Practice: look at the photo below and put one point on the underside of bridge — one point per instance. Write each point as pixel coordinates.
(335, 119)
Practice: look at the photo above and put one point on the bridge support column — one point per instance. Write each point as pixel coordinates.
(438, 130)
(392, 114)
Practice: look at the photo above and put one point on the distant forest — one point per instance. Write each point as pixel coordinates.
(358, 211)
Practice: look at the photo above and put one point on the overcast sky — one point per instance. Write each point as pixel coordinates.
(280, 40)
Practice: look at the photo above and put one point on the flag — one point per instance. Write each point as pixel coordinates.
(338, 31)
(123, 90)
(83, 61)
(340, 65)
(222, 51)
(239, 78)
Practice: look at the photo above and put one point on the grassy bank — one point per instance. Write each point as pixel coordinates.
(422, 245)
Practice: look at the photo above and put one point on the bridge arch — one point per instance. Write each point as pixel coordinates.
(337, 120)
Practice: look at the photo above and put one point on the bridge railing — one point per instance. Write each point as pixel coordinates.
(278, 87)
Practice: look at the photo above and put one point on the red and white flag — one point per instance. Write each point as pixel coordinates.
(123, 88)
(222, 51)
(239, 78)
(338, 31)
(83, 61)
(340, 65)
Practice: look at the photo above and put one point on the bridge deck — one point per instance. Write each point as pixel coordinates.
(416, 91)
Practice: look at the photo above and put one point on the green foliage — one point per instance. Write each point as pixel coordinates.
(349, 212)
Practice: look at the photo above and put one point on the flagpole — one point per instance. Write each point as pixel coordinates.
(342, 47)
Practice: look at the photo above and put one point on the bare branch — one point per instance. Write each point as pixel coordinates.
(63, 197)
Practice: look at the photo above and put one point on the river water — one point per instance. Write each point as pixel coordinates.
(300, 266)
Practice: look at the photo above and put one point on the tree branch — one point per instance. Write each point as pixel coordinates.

━━━

PROBLEM DESCRIPTION
Convert the records above into a JSON list of strings, with one string per line and blank lines left out.

RESPONSE BELOW
[
  "Practice: look at the photo below and put one point on the underside of bridge — one point per instance. Write each point as pixel coordinates.",
  "(335, 119)",
  "Practice: look at the photo above and put one point on the bridge support column — one point per instance. Write each point as pixel coordinates.",
  "(438, 130)",
  "(392, 114)",
  "Practice: look at the photo above and put one point on the distant forest — one point per instance. Write each point as pixel coordinates.",
  "(358, 211)",
  "Practice: look at the photo above and put one point on the overcast sky — one point per instance. Write each point as pixel coordinates.",
  "(280, 40)",
  "Practice: look at the photo above and put one point on the flag — one point per instance. Write each point as pixel coordinates.",
  "(338, 31)",
  "(123, 90)",
  "(83, 61)",
  "(340, 65)",
  "(222, 51)",
  "(239, 78)",
  "Practice: look at the photo above and put one point on the grassy bank — one point per instance. Write each point as pixel coordinates.",
  "(422, 245)",
  "Practice: look at the photo above and put one point on the bridge arch — one point per instance. Write each point as pixel coordinates.",
  "(337, 120)",
  "Practice: look at the photo above and put one point on the bridge railing — one point per instance. Write each point as pixel coordinates.",
  "(278, 87)",
  "Practice: look at the photo above and put one point on the red and white flag — one point per instance. Write each point as pixel coordinates.",
  "(123, 88)",
  "(222, 51)",
  "(239, 78)",
  "(338, 31)",
  "(83, 61)",
  "(340, 65)",
  "Practice: look at the photo above and put one point on the bridge deck — one point per instance. Write each point as pixel coordinates.",
  "(416, 91)",
  "Practice: look at the photo above and put one point on the green foliage — one point per instance. Write each point as pixel coordinates.",
  "(349, 212)",
  "Practice: look at the photo above and put one point on the flagpole — one point per instance. Write each point as pixel coordinates.",
  "(342, 47)",
  "Practice: look at the photo above and put one point on the bare branch — one point per instance. Write each point as pixel coordinates.",
  "(63, 197)",
  "Practice: look at the photo above and put one point on the river water — one point per instance. Write each point as pixel coordinates.",
  "(300, 266)",
  "Practice: look at the photo above and put one point on the tree branch — one point per instance. Write each point as pixel coordinates."
]